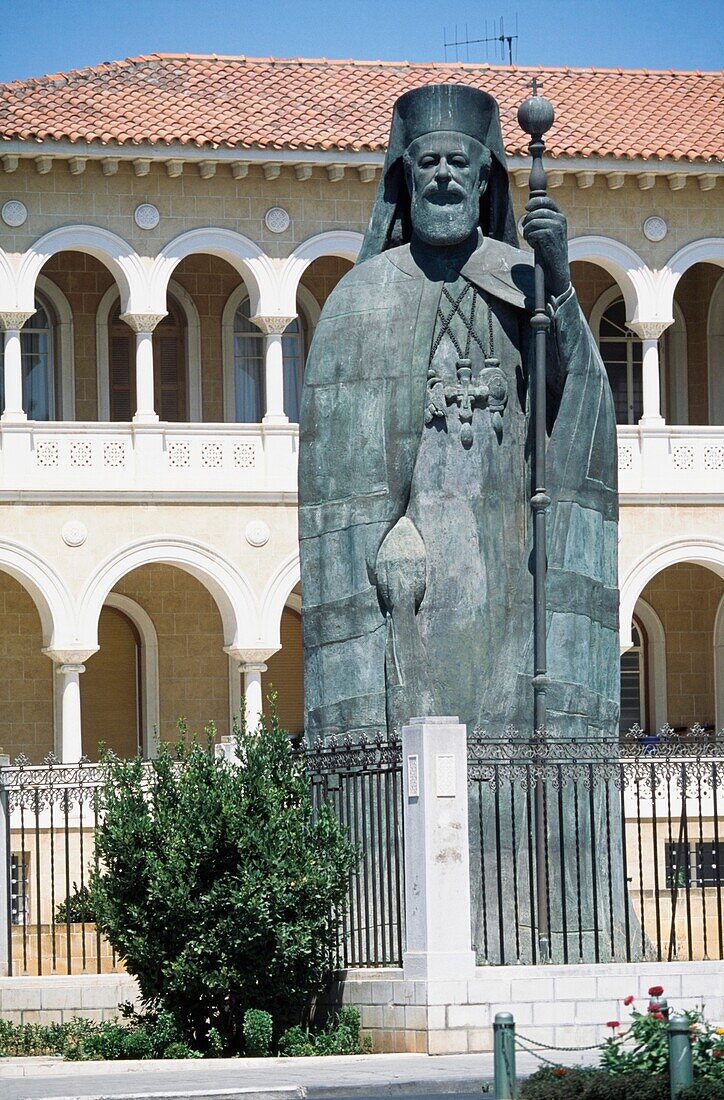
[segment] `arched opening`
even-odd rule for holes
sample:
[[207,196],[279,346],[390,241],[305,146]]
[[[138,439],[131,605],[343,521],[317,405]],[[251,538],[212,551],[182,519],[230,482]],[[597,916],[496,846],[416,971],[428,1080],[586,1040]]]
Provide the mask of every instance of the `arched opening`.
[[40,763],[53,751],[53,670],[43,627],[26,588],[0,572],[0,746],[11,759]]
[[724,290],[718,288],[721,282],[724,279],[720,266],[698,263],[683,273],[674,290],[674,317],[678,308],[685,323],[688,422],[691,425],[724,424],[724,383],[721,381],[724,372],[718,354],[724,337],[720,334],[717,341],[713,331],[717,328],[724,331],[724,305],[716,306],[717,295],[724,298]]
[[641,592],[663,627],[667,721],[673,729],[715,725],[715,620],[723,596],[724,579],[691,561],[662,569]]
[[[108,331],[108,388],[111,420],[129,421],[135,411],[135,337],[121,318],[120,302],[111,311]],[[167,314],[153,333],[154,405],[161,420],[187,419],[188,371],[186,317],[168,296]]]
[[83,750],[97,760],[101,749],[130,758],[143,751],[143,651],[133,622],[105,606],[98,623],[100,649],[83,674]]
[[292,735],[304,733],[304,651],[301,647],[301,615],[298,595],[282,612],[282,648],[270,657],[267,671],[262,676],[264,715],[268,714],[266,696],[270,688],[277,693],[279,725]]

***

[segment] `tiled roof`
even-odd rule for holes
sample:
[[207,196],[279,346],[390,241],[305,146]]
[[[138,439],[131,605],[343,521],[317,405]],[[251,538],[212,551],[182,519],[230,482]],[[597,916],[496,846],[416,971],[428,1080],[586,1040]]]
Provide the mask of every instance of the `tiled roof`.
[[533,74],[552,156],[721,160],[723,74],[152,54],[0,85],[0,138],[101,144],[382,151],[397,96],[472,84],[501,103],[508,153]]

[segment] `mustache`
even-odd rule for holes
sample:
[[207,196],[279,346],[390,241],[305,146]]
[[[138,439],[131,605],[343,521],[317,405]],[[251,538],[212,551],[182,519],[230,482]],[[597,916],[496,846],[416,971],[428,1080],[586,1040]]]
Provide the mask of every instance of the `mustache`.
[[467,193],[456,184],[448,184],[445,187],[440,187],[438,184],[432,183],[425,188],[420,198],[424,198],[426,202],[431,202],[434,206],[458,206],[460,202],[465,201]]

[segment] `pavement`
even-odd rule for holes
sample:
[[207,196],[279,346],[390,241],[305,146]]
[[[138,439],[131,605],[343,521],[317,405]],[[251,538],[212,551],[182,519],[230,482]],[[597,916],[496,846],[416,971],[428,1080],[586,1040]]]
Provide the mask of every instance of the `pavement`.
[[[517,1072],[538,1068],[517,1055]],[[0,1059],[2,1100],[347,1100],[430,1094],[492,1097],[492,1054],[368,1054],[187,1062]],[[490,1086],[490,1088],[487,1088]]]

***

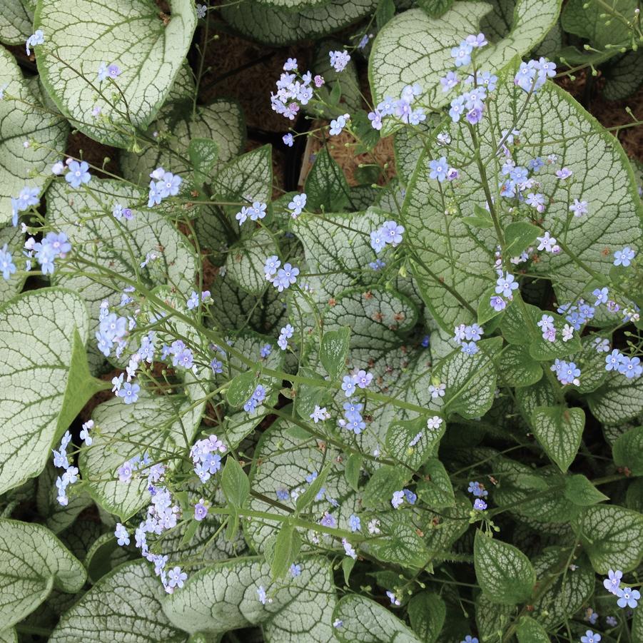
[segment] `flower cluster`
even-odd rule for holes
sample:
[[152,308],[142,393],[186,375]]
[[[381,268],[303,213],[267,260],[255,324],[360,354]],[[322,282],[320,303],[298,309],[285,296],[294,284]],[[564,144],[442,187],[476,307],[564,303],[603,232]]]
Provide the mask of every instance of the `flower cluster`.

***

» Exercise details: Pick out each line in the rows above that contains the word "Provide", and copy those lines in full.

» Output for this task:
Provide the mask of every instance of the `arched opening`.
Provide the mask of every instance of the `tiled roof`.
Provide the mask of every instance of the `mustache`.
Provide the mask of every instance of the `pavement`.
Provide the mask of every instance of the `flower cluster`.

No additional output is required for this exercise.